* [DESCRIPTION OF THE TASK]:
The records should be repeated word for word, pictures excluded.
===== DATA FOR ANALYSIS =====
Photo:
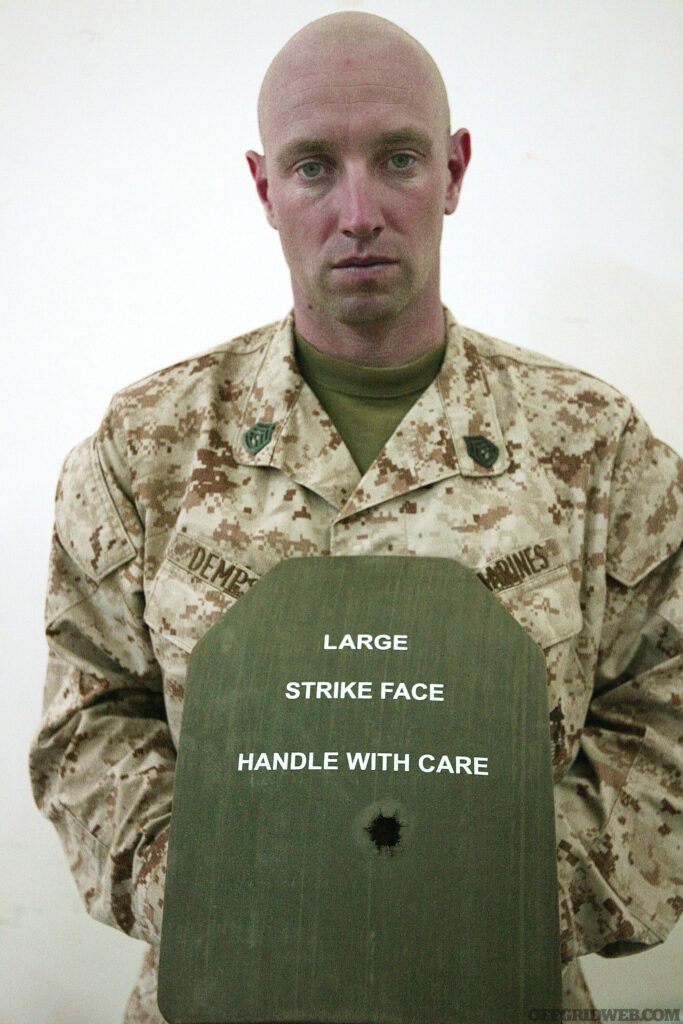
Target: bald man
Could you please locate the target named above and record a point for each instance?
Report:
(369, 422)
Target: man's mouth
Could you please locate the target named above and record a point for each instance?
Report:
(364, 261)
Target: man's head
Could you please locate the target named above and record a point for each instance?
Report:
(357, 171)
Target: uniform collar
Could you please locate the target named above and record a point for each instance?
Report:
(429, 444)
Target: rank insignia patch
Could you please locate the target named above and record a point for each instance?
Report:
(257, 436)
(481, 450)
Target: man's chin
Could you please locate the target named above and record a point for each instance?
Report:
(358, 309)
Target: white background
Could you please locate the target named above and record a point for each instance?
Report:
(131, 238)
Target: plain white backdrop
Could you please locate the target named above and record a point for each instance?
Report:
(131, 238)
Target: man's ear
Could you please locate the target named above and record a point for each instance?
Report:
(460, 151)
(258, 171)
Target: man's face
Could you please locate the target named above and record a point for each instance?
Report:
(357, 174)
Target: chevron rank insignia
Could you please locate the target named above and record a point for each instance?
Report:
(481, 450)
(257, 436)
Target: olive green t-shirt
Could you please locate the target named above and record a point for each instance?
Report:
(366, 403)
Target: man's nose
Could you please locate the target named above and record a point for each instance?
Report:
(359, 211)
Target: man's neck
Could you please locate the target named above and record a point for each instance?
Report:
(381, 343)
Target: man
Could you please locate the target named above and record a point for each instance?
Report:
(369, 422)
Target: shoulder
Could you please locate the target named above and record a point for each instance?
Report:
(181, 382)
(546, 383)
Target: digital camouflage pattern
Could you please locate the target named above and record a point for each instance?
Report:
(171, 512)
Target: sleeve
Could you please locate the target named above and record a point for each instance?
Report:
(620, 809)
(102, 761)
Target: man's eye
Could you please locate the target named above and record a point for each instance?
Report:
(311, 169)
(401, 161)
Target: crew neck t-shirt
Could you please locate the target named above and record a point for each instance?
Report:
(366, 403)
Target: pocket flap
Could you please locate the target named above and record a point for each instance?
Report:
(546, 606)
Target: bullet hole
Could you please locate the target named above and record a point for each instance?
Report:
(384, 833)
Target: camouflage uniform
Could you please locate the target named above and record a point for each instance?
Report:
(164, 519)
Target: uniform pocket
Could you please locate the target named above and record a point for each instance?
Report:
(547, 606)
(195, 586)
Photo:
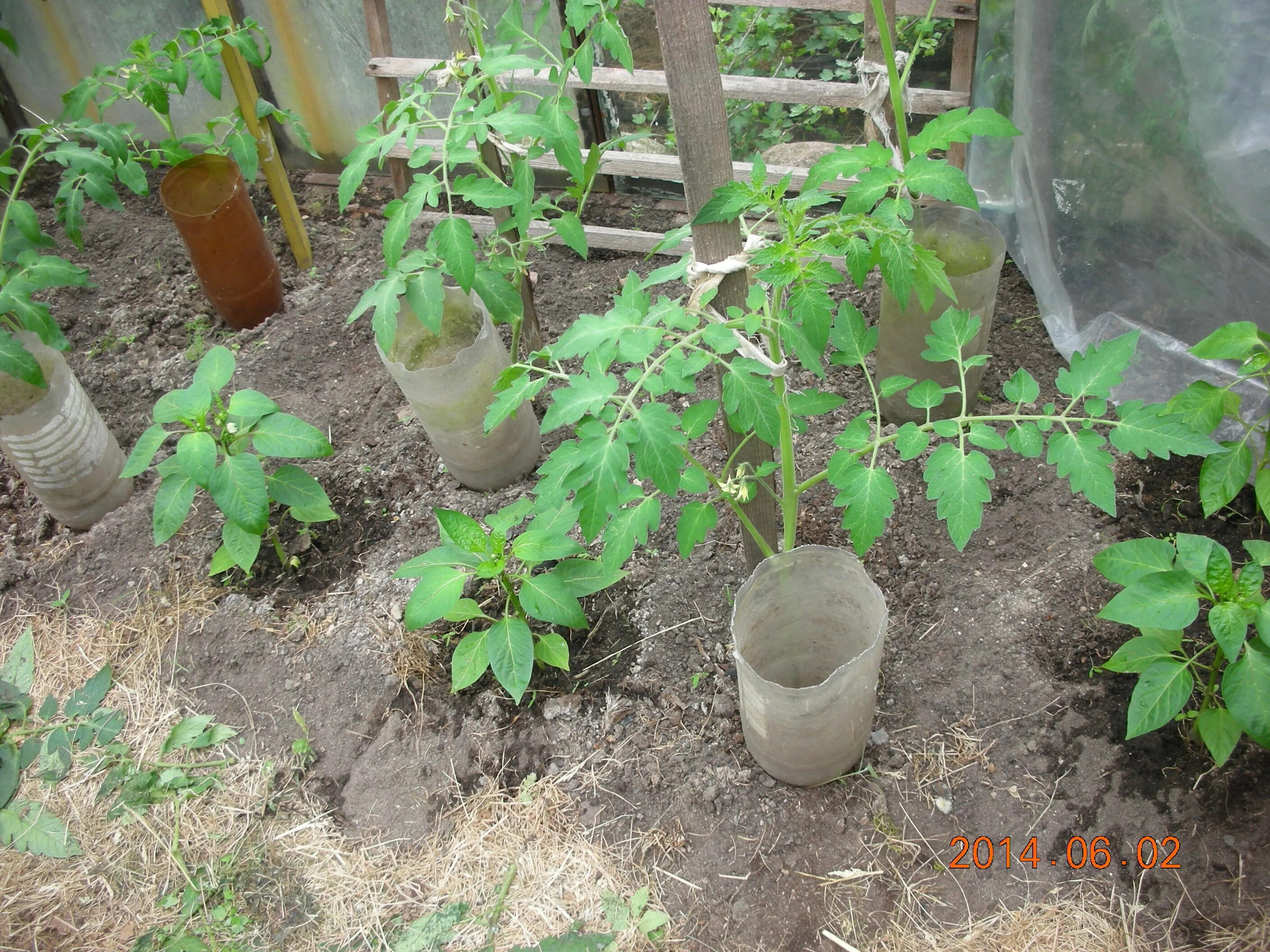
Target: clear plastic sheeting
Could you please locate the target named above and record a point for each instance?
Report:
(1138, 196)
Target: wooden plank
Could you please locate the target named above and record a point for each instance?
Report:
(387, 88)
(966, 35)
(944, 9)
(759, 89)
(644, 165)
(698, 107)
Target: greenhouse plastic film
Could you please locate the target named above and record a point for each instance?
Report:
=====
* [OUTPUT OF THE TASK]:
Photo:
Target: bald man
Could you please locate the target named above and record a point for each instance?
Report:
(369, 422)
Target: man's mouth
Could you please locate the target named above and record a point for each instance?
Report:
(364, 261)
Target: man's head
Could you please locate the target named above and record a point for each instance?
Report:
(357, 171)
Target: uniform collar
Could you please locate the target named above and record a point for each instance?
Report:
(429, 444)
Target: rank insignia patch
Could you please locate the target named above and record a point for each instance?
Report:
(257, 436)
(481, 450)
Target: man's chin
Could you please locate the target named above and record a point for each instance?
Report:
(358, 309)
Target: white background
Could you please locate the target named above and record a point for each instance?
Report:
(131, 238)
Target: plain white backdrop
Could you please locate the target named above and record a point for each instance?
Report:
(131, 238)
Target: man's ear
Could you please locate the target named above and record a point for each instance?
Report:
(460, 151)
(258, 171)
Target: man's face
Could you please locate the target named above and record a point for each instance?
Report:
(357, 174)
Target: chevron rank insignia
Could you please locate the target named above and record a point for each instance?
Report:
(481, 450)
(257, 436)
Target: olive green t-shirt
Could you please locate the target named above and record a point for each instance?
Report:
(366, 403)
Target: man's nose
Could you please locate the target named above and record a point for each instance?
Report:
(359, 211)
Target: man's neck
Could you please locate the target named above and record a point for each instance?
Report:
(381, 343)
Target: man
Could you please locate the target named above and record a point for each instance?
Report:
(369, 422)
Target: shoulder
Could you please locate the target named above and record a point for each instance?
Report:
(181, 382)
(546, 383)
Target: digital camouflage pattern
Could you please locate the target named above and record a point for each instance?
Report:
(171, 512)
Target: sleeve
Could you please locate the target named above and record a point for each instance?
Report:
(620, 809)
(102, 761)
Target: man's eye
Could you please locate the target named above and record a point for each instance?
Report:
(311, 169)
(401, 161)
Target: crew neck t-shirt
Could you please locate the target named above and record a point for each instance?
Report:
(366, 403)
Target: pocket flap
Could you please locate the target named above and record a point for each instance?
Report:
(546, 606)
Target: bullet hole
Could you please locate the target named above and record a point for each instance?
Report:
(384, 833)
Target: camouflage uniform
Could you please locate the target named above and record a point for each instance?
Report:
(164, 519)
Target: uniform pocket
Could you please locate the target named above and record a point for each instance?
Report:
(547, 606)
(195, 586)
Photo:
Target: clear plastic sheeting
Could you please locate the target named above and record a point for each instance?
Report:
(1138, 196)
Target: wooden plank
Could you please locate the target named above and record a point for each instance?
Report:
(387, 88)
(966, 35)
(944, 9)
(759, 89)
(644, 165)
(698, 107)
Target: greenhouse plastic film
Could you please locate the target named above and record a point for each instance?
Report:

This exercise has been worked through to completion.